Task details: Write out every line from the one containing "Would you be able to point out the lake" down to the last of the rows, swapping "point out" for "locate" and leaving everything else unchanged.

Excerpts of pointing data:

□ □ □ □ □ □ □

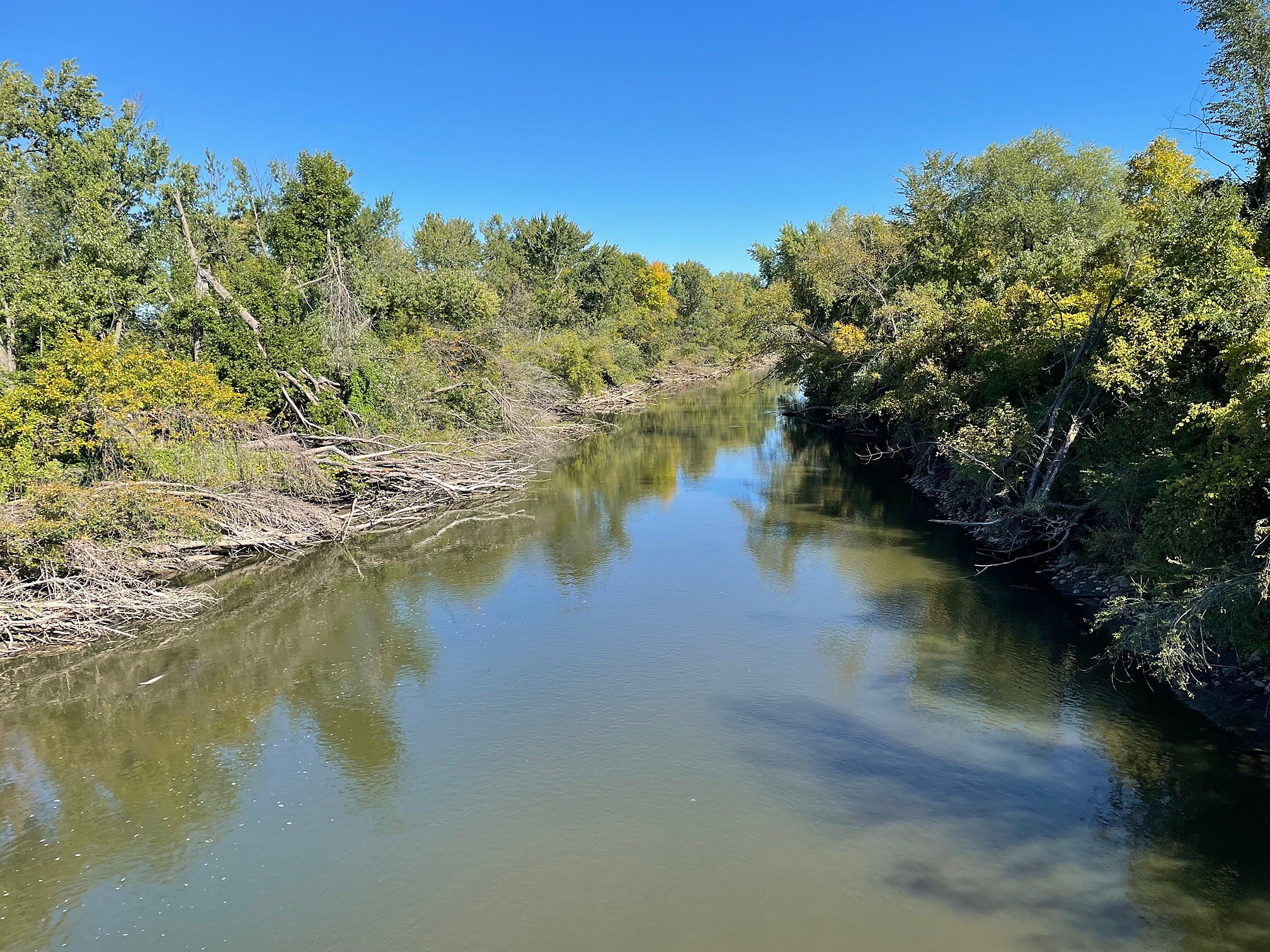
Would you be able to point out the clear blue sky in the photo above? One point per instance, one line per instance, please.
(675, 130)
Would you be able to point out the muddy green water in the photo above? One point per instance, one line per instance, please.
(714, 687)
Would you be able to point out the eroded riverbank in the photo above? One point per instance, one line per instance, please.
(711, 686)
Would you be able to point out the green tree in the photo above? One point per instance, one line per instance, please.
(446, 243)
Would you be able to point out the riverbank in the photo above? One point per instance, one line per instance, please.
(107, 581)
(1230, 691)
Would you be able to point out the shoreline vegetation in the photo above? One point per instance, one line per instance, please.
(1072, 352)
(107, 588)
(207, 362)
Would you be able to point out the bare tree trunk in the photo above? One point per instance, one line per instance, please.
(205, 280)
(1060, 458)
(8, 347)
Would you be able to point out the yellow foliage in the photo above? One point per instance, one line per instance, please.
(653, 287)
(87, 392)
(847, 339)
(1156, 172)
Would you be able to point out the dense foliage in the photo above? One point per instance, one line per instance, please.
(146, 298)
(1071, 348)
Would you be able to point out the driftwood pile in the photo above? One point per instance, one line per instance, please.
(387, 484)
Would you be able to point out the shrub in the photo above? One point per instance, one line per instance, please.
(38, 532)
(88, 400)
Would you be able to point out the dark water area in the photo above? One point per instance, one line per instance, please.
(714, 686)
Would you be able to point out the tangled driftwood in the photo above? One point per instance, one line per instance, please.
(389, 484)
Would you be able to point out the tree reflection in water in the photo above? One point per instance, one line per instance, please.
(1180, 798)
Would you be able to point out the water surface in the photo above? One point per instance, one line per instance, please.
(712, 687)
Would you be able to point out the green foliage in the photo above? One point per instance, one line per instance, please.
(38, 535)
(446, 244)
(1073, 341)
(89, 402)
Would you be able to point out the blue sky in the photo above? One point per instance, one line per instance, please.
(675, 130)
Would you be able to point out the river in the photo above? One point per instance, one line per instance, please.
(714, 686)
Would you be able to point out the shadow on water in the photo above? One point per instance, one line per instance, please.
(991, 719)
(103, 774)
(975, 719)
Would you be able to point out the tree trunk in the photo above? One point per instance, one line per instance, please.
(8, 347)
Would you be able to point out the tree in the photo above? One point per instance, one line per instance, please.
(1240, 76)
(77, 193)
(692, 288)
(446, 243)
(316, 207)
(550, 249)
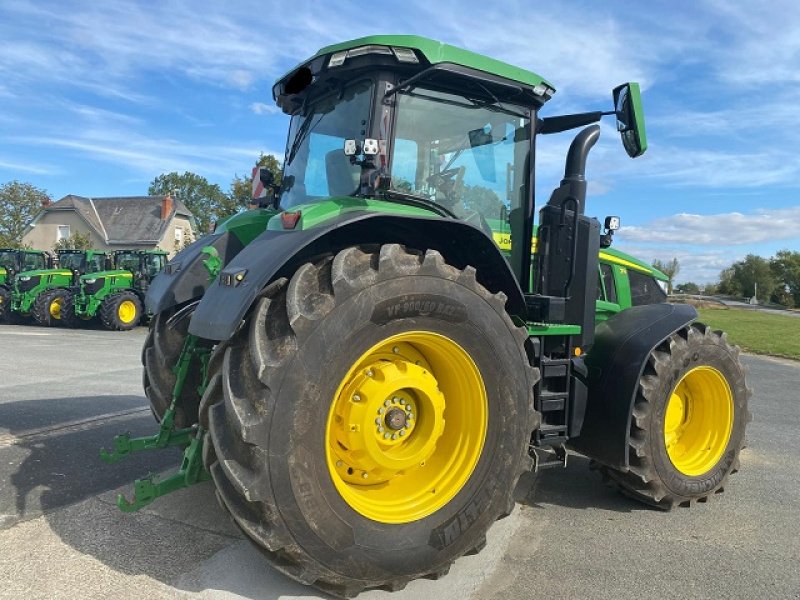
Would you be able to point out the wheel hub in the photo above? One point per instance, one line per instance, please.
(380, 436)
(406, 427)
(698, 421)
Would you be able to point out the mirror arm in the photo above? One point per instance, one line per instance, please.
(567, 122)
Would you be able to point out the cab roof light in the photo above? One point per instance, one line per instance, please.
(289, 220)
(405, 55)
(337, 58)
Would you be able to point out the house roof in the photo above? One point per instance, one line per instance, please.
(127, 219)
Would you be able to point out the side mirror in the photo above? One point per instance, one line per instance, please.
(266, 176)
(630, 118)
(612, 223)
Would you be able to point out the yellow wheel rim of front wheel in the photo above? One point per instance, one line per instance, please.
(126, 311)
(406, 427)
(55, 308)
(698, 421)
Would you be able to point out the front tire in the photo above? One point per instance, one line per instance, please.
(121, 311)
(305, 467)
(49, 307)
(688, 422)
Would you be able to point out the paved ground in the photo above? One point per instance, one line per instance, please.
(63, 394)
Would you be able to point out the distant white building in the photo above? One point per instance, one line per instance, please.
(142, 222)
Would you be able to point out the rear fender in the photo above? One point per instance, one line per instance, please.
(616, 362)
(276, 254)
(185, 277)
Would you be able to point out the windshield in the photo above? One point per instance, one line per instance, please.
(8, 259)
(466, 156)
(154, 263)
(71, 261)
(316, 165)
(32, 261)
(128, 260)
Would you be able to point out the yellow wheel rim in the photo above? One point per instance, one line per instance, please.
(698, 421)
(55, 308)
(126, 311)
(406, 427)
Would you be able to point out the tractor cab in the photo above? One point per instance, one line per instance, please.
(142, 263)
(84, 261)
(16, 260)
(419, 123)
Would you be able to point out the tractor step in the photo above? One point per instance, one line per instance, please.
(546, 458)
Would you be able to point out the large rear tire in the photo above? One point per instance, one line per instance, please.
(160, 354)
(369, 421)
(688, 422)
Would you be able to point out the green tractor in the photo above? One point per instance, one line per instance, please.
(366, 374)
(13, 261)
(117, 296)
(43, 293)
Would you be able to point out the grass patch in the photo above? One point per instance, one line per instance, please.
(757, 332)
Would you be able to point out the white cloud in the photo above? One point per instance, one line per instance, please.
(260, 108)
(729, 229)
(24, 168)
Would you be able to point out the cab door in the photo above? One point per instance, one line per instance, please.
(607, 298)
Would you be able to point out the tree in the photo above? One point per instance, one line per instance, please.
(687, 288)
(728, 286)
(786, 270)
(77, 241)
(749, 277)
(19, 203)
(206, 200)
(670, 268)
(242, 187)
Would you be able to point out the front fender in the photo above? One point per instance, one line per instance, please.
(616, 362)
(276, 254)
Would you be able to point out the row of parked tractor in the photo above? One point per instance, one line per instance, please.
(75, 287)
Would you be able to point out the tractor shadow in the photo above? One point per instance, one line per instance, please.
(45, 466)
(575, 486)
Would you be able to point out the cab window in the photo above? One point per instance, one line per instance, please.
(607, 277)
(645, 289)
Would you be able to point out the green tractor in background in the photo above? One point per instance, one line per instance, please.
(365, 372)
(13, 261)
(117, 296)
(43, 293)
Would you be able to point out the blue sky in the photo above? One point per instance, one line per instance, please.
(98, 98)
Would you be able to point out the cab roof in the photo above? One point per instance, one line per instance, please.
(436, 52)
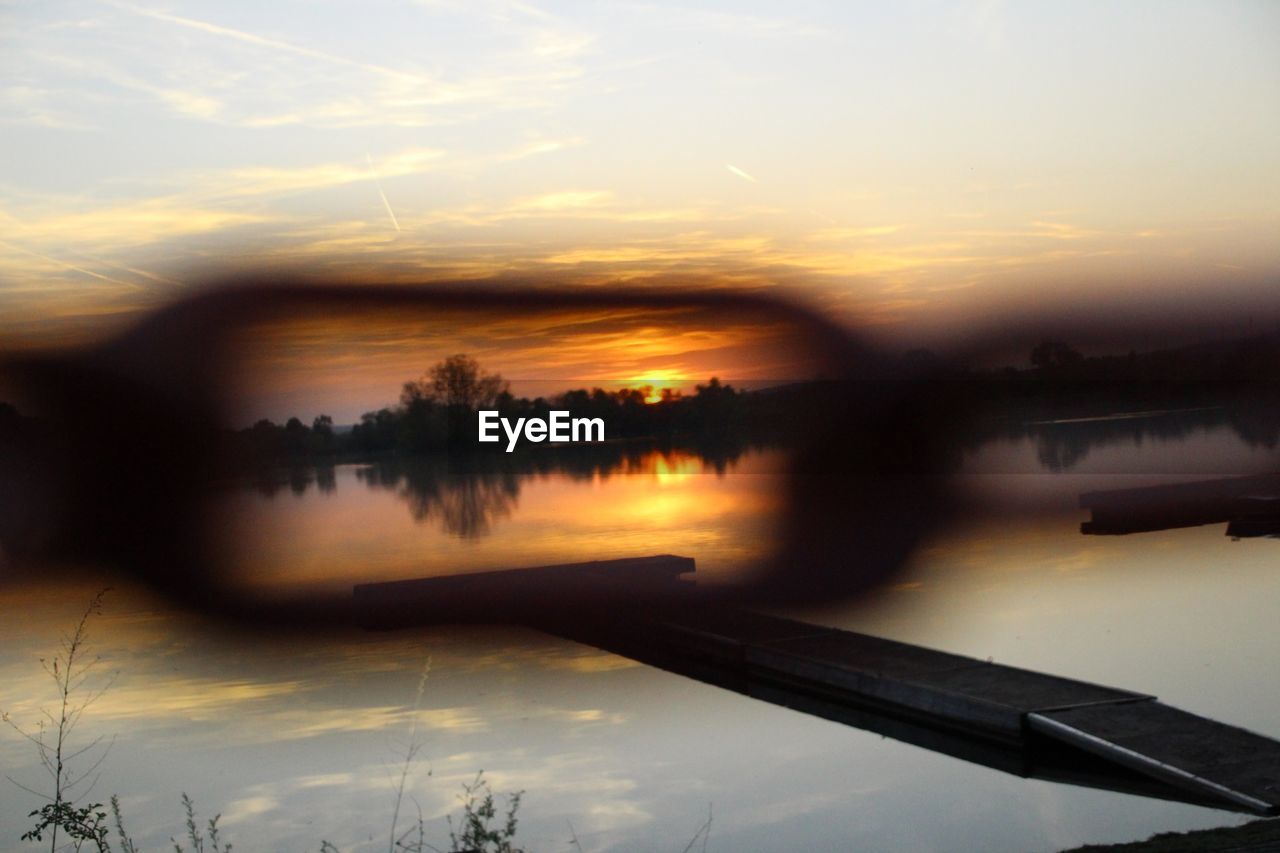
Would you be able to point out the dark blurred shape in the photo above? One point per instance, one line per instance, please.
(129, 445)
(1248, 505)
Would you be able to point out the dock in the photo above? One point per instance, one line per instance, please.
(1248, 505)
(1011, 719)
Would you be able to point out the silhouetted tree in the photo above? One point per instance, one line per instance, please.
(1052, 355)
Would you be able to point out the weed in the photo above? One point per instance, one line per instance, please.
(71, 670)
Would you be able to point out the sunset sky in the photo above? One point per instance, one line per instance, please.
(917, 168)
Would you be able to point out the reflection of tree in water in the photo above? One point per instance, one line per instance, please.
(465, 503)
(1063, 446)
(467, 495)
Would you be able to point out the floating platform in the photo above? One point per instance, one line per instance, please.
(1248, 505)
(1001, 716)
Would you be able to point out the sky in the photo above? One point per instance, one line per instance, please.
(922, 170)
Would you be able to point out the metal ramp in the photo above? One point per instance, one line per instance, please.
(1006, 717)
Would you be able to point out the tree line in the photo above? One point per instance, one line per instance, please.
(438, 411)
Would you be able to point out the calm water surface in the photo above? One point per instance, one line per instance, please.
(295, 743)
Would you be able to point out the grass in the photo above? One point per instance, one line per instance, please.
(479, 826)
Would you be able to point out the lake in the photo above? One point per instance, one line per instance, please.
(296, 742)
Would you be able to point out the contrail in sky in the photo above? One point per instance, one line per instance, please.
(379, 185)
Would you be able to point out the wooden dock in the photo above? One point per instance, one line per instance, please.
(1249, 505)
(1001, 716)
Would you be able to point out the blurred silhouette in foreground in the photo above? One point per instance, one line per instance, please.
(126, 442)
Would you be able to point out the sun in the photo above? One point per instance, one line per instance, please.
(654, 382)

□ □ □ □ □ □ □

The reply:
Would you be able to locate the lake in the photo above? One point per instance, one line per instance, please.
(296, 742)
Would you be able to locate the contrail in sky in the photo above? One point per instance, one line per instance, please.
(379, 185)
Would you be able to locate the wooden dock in the photo above? One point per instance, one line per instance, please.
(1249, 505)
(1001, 716)
Would you be able to locate the blurred silhouette in foreground in the photo above? One point per instance, one line per instance, please.
(126, 442)
Would you be able to locate the sun in the photo above? One point per instance, one line per instance, please.
(654, 382)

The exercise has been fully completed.